## Start SUPPLIED RECORDS
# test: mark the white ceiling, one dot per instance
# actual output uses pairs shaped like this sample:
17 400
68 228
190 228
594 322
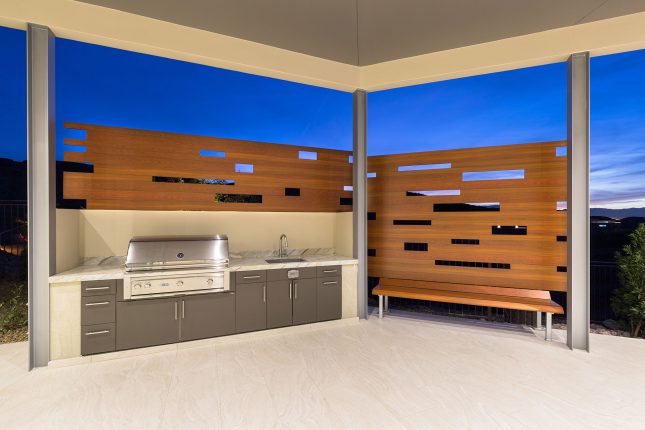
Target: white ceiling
364 32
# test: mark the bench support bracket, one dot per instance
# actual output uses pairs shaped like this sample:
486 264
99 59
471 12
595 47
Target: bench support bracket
547 332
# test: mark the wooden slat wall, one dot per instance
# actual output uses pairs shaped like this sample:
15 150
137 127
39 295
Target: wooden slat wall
125 160
530 202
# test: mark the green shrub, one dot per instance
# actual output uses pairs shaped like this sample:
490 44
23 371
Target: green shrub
13 311
628 301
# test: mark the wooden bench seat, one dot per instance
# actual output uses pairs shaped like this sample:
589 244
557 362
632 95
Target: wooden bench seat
480 295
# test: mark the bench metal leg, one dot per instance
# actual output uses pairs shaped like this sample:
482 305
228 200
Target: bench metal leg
547 332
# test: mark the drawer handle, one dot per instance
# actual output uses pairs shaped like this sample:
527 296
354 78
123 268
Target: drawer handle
94 333
97 304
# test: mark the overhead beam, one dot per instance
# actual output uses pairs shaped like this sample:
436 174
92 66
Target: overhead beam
41 187
109 27
359 187
578 202
609 36
94 24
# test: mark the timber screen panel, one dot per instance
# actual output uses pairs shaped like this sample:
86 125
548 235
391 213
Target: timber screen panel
529 255
150 170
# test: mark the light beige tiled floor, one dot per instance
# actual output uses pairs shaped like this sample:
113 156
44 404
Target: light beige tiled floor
396 373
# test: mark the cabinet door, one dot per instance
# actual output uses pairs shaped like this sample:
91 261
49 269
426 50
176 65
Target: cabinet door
330 305
304 301
250 307
207 315
149 322
279 295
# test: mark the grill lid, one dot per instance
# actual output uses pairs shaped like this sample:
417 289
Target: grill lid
173 252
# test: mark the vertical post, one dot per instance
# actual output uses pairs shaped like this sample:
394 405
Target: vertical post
41 187
359 206
578 202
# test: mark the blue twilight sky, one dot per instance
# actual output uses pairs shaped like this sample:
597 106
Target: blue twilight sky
113 87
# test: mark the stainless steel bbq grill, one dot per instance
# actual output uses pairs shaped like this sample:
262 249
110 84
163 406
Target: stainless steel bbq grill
161 266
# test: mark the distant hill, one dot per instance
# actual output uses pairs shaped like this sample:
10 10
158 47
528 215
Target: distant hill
618 213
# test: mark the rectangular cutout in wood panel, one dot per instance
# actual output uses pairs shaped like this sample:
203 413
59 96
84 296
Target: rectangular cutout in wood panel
465 241
467 207
477 264
205 181
415 246
492 175
415 167
412 222
209 153
243 168
292 192
510 230
307 155
430 193
238 198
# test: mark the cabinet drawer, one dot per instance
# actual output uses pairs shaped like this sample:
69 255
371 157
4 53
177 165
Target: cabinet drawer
98 288
283 274
329 298
323 271
251 276
97 309
97 338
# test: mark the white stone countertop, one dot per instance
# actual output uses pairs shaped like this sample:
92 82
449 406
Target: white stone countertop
113 268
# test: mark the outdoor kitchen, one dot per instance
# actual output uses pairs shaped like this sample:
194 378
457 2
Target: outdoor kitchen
131 276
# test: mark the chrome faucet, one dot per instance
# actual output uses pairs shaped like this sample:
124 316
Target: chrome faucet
283 245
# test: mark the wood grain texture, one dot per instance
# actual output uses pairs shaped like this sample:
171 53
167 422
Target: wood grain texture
126 160
506 298
530 202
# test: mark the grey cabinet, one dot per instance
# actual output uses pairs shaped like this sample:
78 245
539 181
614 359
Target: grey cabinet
207 315
279 295
250 307
329 298
304 301
98 302
148 322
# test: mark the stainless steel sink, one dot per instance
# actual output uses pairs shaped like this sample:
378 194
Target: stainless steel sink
284 260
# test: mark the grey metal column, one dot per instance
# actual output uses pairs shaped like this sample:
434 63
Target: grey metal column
360 196
41 183
578 202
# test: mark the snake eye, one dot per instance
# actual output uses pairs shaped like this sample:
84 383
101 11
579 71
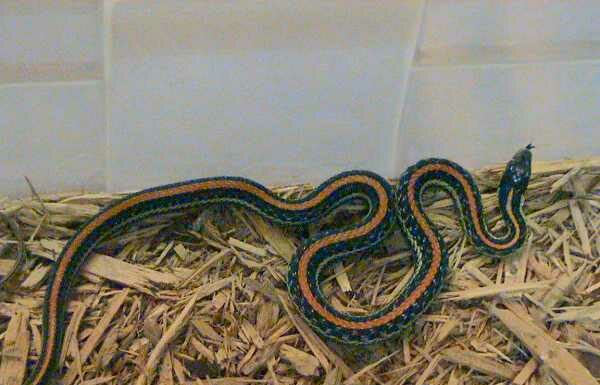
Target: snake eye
519 169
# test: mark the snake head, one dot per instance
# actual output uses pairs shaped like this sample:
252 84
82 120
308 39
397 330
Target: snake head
518 170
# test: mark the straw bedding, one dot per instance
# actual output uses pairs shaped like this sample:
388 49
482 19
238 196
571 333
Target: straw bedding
199 298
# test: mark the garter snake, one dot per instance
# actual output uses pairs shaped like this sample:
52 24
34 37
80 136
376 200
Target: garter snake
387 206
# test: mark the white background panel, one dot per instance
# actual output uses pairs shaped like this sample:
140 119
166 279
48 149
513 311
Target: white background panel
122 95
50 40
52 135
481 115
280 92
491 31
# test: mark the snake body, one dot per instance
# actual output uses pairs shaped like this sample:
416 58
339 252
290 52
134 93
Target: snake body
387 206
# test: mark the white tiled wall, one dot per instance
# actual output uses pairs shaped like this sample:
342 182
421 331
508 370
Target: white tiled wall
122 95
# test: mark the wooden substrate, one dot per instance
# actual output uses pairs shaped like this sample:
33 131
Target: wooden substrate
200 298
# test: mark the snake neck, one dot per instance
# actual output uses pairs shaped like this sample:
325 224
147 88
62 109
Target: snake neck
459 184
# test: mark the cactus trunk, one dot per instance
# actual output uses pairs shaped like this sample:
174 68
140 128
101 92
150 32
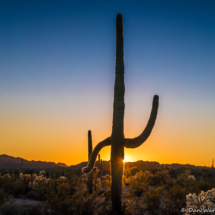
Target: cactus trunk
90 149
117 137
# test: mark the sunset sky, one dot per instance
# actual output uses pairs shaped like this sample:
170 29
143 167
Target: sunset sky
57 71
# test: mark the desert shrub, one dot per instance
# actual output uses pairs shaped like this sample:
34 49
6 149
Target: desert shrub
13 186
174 199
131 171
205 185
16 209
139 182
160 178
3 197
33 195
152 201
106 184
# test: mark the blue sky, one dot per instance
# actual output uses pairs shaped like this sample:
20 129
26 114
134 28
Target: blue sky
57 59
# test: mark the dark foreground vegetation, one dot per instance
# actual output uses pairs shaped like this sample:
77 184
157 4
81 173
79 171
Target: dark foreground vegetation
160 191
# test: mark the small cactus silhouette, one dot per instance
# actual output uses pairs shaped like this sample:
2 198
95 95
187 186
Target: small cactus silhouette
117 139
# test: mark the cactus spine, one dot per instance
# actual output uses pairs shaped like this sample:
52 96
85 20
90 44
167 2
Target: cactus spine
117 139
90 149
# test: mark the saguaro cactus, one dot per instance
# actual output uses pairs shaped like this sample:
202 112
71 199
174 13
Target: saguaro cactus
90 149
117 139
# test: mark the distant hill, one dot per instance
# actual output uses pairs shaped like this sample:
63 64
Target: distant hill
15 163
139 164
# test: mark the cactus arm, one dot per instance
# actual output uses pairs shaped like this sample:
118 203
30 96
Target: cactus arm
137 141
88 169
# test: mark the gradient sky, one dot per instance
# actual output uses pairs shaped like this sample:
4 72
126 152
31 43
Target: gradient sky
57 70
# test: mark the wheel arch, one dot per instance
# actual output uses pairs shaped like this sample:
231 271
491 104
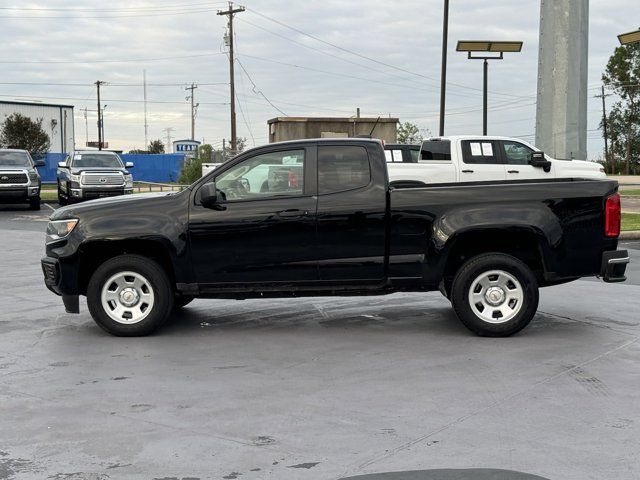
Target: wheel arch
92 254
525 244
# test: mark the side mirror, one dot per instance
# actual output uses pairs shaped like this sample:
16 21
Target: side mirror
538 160
208 195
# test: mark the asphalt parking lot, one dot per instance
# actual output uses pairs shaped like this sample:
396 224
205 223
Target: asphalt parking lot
322 388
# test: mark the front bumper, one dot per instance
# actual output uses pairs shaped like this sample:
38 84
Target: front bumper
89 193
18 194
54 280
614 265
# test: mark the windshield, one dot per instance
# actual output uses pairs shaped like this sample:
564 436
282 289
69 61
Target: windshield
15 159
100 160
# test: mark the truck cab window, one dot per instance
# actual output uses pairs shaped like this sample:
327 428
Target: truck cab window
516 153
268 175
342 168
480 152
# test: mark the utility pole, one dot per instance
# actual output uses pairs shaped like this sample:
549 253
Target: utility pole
604 128
193 110
168 131
98 83
86 126
443 71
230 13
146 125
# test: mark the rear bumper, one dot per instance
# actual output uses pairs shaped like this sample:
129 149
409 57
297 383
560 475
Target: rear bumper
614 265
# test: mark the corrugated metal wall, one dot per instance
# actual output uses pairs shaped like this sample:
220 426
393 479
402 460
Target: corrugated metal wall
57 121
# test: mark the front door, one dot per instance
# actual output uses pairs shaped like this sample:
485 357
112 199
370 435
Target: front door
351 216
263 229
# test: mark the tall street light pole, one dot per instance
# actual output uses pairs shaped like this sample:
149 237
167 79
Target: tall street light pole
475 49
443 71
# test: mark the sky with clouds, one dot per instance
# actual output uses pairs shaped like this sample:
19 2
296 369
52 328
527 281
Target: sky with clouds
381 56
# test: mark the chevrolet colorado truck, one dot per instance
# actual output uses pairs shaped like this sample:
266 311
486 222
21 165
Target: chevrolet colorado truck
474 159
19 180
319 218
91 174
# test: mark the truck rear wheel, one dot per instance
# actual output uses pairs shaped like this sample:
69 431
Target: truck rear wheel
130 296
495 295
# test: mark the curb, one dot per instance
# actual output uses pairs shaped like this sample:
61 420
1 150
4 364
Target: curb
630 235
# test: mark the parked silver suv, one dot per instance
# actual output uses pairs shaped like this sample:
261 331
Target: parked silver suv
19 180
91 174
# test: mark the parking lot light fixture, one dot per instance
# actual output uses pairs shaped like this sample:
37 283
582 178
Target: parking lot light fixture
487 50
628 38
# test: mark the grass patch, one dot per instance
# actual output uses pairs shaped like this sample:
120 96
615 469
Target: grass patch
630 221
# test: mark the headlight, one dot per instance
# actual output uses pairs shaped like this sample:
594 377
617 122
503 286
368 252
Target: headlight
58 229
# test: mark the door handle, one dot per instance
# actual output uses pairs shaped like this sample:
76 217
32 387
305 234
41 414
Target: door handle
292 213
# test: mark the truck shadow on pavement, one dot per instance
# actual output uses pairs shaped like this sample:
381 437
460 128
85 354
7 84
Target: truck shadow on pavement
450 474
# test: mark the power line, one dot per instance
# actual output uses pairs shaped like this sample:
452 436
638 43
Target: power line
110 99
75 9
351 52
81 62
230 13
101 17
49 84
257 91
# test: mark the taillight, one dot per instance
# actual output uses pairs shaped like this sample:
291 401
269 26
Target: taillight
612 216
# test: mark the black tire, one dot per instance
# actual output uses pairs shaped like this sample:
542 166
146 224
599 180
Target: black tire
156 278
180 301
471 314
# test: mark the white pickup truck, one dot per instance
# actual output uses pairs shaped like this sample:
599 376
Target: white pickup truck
476 159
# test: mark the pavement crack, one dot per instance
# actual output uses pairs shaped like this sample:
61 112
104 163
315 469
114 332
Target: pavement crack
422 438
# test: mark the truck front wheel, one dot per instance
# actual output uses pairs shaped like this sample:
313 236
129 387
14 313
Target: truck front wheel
495 295
130 296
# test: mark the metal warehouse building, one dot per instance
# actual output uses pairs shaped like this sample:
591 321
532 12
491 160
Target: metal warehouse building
57 121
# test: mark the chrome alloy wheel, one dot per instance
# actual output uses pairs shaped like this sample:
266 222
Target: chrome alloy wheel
127 297
496 296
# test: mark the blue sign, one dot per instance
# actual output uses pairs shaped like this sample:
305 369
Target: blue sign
186 147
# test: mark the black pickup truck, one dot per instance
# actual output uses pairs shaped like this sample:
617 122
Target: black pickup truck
318 218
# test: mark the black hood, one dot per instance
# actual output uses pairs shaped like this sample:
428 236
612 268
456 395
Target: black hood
118 204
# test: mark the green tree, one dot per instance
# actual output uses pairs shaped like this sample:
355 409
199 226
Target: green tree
409 133
622 75
19 131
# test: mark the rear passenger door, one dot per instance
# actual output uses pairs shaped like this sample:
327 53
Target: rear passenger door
516 158
481 161
350 216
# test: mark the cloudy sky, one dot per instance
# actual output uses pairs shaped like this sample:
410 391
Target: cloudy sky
## End SUPPLIED RECORDS
Edit the lines from the one containing "# test: mark the cloudy" through the last line, changing "cloudy sky" to "overcast sky" and leaving everything else as it is. Give only these lines.

_RESULT OF THIS TASK_
# test: mark the overcast sky, one dot per instance
# actual output uses pairs shaped like this sample:
410 391
Target: overcast sky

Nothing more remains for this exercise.